--- Start DATA SUPPLIED ---
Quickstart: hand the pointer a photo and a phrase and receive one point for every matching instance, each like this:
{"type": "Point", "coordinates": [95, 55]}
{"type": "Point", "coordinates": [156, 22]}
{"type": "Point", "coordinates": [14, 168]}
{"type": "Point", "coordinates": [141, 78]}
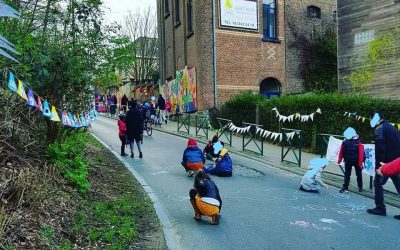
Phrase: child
{"type": "Point", "coordinates": [223, 163]}
{"type": "Point", "coordinates": [312, 179]}
{"type": "Point", "coordinates": [193, 159]}
{"type": "Point", "coordinates": [205, 198]}
{"type": "Point", "coordinates": [208, 150]}
{"type": "Point", "coordinates": [122, 133]}
{"type": "Point", "coordinates": [352, 151]}
{"type": "Point", "coordinates": [389, 169]}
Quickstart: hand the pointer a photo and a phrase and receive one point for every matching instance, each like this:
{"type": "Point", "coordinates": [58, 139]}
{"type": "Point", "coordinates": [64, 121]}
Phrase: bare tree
--- End DATA SUPPLIED ---
- PROBLEM TO SOLVE -
Can you write out all the records above again, requests included, shifting each answer point by adding -38 to both of its coordinates while leaving the pictures out? Keep the numbers in the requests and their sample points unchanged.

- OUTPUT OF THE EXERCISE -
Quickstart: hand the pointer a photo and a phrase and receive one point for every matching instance, each like this:
{"type": "Point", "coordinates": [95, 55]}
{"type": "Point", "coordinates": [156, 22]}
{"type": "Point", "coordinates": [14, 168]}
{"type": "Point", "coordinates": [141, 78]}
Phrase: child
{"type": "Point", "coordinates": [185, 125]}
{"type": "Point", "coordinates": [274, 141]}
{"type": "Point", "coordinates": [155, 121]}
{"type": "Point", "coordinates": [167, 160]}
{"type": "Point", "coordinates": [170, 112]}
{"type": "Point", "coordinates": [84, 95]}
{"type": "Point", "coordinates": [314, 113]}
{"type": "Point", "coordinates": [351, 131]}
Quickstart: hand the pointer a photo and a phrase and receive one point for every matching instance, each like this:
{"type": "Point", "coordinates": [58, 139]}
{"type": "Point", "coordinates": [64, 121]}
Phrase: bare tree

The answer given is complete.